Answer these questions from the text on the Boston Marathon bombings:
(a) Which university in central China did Zhou Danling graduate from?
(b) How many registered runners listed Hong Kong as their country of citizenship?
(c) How many of the runners who started the race finished before the blast?

## Extract provided
==================================================

Boston Marathon bombs
On April 15, 2013, two bomb blasts rocked the annual Boston Marathon, injuring more than 170 people and killing three others: Martin Richard, 8; Krystle Campbell, 29; and Lu Lingzu, 23, a Chinese student at Boston University. The suspects later forced a standoff with authorities. They were identified as two ethnic Chechen brothers from southern Russia who had been in the US for about a decade, 19-year-old Dzhokhar Tsarnaev and his 26-year-old brother, Tamerlan, who died in the gun battle. Dzhokhar was arrested on April 19, 2013.
Chinese student in coma after Boston Marathon bombings
Girl among more than 100 injured in bombings
One female student from China is in a coma after suffering serious injuries in the Boston Marathon bombings, China's official Xinhua News Agency has reported quoting an unnamed official from the Chinese consulate in New York.
The woman, who was named by Xinhua as Zhou Danling, is a graduate student at Boston University, the American Chinese-language newspaper Qiaobao reported. Her mother had asked for the consulate's help in facilitating her journey to the US.
Boston University has confirmed on its website that an unidentified student is being treated at its Boston Medical Center. The student is said to be in stable condition.
The Chinese consulate in Boston had told Xinhua that the female student was injured and in a coma. Zhou is a graduate of Wuhan University in central China, and currently a student at Boston University in actuarial science, according to a Xinhua report.
No runner by her name is listed in the marathon organiser's registry of participants.
At least 86 registered runners in the marathon were from mainland China, Hong Kong and Taiwan, according to website. Of these, 44 registered China as their country of citizenship, 35 Hong Kong, and 7 Taiwan.
There have been no reports of Hong Kong residents being injured in the bombings. All Taiwanese participants have been reported as unharmed.
The two bombs ripped through the crowd at the finish line of the Boston Marathon on Monday, killing three people and injuring more than 100 in what a White House official said would be treated as an “act of terror”.
It was the worst bombing on US soil since security was tightened after the attacks of September 11, 2001, and President Barack Obama promised to hunt down whoever was responsible for the attack on a day when tens of thousands of spectators packed the streets to watch the world-famous race.
Massachusetts Governor Deval Patrick said more than 100 people were injured in the explosions as the FBI said it would take the lead in the investigations.
Of the 23,326 runners who started the race on Monday, 17,584 finished before the blast, marathon officials said. Runners were diverted before officials brought the marathon to a halt.

==================================================

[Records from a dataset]
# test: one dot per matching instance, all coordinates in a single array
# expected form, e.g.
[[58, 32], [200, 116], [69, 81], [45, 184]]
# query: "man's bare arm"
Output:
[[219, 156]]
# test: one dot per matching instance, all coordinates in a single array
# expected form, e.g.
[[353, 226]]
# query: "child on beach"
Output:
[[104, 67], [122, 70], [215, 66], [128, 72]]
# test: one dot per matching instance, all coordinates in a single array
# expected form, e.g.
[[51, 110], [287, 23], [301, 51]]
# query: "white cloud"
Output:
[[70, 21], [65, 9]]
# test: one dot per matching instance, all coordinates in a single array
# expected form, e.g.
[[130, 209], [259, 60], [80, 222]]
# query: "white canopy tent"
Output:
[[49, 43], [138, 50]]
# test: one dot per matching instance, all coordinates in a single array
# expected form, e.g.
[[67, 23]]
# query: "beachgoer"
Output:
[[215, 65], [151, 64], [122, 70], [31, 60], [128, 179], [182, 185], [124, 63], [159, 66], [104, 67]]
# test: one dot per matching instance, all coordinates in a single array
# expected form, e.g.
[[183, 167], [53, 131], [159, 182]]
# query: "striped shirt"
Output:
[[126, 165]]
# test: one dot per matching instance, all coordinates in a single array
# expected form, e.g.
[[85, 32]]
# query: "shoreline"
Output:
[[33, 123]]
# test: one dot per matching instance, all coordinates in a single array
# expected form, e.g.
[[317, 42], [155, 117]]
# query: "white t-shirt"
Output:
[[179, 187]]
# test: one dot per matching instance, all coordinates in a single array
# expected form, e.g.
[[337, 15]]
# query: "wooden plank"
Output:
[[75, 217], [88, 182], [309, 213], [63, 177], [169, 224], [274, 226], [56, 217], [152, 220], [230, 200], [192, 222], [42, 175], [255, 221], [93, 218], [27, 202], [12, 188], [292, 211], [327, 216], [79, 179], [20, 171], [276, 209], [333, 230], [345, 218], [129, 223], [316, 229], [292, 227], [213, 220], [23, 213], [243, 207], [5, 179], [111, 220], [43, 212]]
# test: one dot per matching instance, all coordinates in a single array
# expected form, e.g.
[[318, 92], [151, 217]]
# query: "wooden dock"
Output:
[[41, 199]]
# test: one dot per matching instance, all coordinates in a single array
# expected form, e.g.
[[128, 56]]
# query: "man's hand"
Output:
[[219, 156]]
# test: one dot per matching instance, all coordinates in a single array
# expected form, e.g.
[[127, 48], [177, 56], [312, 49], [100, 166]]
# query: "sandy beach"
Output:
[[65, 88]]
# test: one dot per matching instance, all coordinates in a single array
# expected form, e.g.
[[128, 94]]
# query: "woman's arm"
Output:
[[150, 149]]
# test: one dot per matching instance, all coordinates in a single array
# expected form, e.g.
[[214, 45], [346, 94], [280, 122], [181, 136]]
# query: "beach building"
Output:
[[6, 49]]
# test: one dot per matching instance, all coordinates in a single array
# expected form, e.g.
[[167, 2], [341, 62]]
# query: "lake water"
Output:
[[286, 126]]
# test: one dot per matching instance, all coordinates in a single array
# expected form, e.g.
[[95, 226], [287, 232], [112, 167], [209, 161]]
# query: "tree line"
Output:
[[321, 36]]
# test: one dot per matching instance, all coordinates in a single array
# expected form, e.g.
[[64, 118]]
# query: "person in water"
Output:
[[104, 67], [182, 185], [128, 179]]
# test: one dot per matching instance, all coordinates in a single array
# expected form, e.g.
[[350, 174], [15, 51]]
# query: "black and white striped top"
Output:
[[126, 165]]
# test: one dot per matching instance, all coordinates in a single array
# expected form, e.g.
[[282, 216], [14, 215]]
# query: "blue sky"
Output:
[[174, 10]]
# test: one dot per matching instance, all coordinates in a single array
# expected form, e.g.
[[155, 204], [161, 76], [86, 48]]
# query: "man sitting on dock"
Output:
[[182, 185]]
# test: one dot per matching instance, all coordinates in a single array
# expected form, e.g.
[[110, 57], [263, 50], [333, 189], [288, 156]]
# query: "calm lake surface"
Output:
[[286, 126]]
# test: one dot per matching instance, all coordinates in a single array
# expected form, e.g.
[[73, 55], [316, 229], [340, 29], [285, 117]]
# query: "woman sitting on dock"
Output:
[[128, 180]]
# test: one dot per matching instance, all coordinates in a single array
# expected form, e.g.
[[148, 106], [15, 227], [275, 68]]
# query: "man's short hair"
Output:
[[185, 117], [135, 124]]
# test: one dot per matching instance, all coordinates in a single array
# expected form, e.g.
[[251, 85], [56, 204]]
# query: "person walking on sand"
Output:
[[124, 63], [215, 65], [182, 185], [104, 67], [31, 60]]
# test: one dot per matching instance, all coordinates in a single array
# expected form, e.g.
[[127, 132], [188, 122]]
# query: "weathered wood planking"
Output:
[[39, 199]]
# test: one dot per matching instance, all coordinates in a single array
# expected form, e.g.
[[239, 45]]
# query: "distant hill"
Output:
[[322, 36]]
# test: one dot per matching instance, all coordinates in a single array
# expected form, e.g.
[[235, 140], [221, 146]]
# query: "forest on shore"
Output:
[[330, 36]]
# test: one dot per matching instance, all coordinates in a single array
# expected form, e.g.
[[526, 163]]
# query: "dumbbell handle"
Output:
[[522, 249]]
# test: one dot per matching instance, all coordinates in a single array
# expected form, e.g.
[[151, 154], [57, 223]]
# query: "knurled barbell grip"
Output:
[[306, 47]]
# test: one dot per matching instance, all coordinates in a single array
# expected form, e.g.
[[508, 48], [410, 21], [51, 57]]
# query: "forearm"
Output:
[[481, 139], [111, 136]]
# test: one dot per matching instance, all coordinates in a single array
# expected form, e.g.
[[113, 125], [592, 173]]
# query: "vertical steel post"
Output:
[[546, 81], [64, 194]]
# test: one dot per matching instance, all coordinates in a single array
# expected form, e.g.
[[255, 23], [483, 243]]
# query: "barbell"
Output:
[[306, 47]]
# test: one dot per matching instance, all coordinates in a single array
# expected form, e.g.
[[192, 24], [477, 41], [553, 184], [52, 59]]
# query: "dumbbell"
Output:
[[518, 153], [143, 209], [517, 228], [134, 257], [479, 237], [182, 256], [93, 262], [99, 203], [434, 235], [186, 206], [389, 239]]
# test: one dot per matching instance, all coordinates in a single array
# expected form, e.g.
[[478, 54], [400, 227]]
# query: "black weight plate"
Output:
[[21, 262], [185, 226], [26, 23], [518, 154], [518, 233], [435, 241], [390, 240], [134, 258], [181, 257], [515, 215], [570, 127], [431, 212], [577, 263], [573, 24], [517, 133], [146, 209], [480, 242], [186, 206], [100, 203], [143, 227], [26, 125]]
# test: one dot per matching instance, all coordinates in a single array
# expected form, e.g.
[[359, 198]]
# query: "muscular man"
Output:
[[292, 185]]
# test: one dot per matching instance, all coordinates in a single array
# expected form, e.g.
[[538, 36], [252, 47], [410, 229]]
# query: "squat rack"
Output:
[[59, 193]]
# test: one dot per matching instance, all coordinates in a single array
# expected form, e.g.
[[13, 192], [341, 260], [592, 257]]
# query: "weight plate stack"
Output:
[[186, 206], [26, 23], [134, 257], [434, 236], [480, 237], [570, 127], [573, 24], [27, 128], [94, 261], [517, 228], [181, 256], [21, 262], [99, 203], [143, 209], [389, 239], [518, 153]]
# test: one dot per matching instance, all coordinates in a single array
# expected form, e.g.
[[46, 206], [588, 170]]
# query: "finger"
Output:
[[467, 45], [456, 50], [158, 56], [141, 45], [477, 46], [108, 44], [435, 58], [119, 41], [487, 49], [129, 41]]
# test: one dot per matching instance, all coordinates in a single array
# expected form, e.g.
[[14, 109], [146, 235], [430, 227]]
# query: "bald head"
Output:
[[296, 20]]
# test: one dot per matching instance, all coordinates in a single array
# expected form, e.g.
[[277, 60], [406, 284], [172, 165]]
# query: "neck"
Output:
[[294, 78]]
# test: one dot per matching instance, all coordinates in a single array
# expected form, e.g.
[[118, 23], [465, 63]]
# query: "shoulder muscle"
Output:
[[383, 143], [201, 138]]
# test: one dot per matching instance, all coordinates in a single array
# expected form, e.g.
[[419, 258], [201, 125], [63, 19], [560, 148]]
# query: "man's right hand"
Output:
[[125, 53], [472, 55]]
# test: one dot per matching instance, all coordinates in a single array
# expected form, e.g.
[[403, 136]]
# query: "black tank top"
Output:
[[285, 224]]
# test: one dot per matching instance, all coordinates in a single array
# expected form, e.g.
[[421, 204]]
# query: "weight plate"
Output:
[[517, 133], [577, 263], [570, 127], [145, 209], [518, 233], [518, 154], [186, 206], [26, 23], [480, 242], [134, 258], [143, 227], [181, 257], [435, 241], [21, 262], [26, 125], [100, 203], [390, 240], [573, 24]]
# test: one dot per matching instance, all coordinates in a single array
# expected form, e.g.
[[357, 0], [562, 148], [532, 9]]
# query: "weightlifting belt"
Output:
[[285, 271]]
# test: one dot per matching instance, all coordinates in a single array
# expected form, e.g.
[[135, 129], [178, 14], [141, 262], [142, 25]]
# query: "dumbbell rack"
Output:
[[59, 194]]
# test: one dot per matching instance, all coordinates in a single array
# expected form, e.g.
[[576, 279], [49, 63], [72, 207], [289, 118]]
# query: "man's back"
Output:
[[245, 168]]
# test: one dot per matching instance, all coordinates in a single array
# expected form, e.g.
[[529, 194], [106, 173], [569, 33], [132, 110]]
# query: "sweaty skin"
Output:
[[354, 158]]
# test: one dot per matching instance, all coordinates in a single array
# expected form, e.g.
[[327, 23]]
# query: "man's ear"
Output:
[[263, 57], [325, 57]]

==================================================

## Reply to the exercise
(a) Wuhan University
(b) 35
(c) 17,584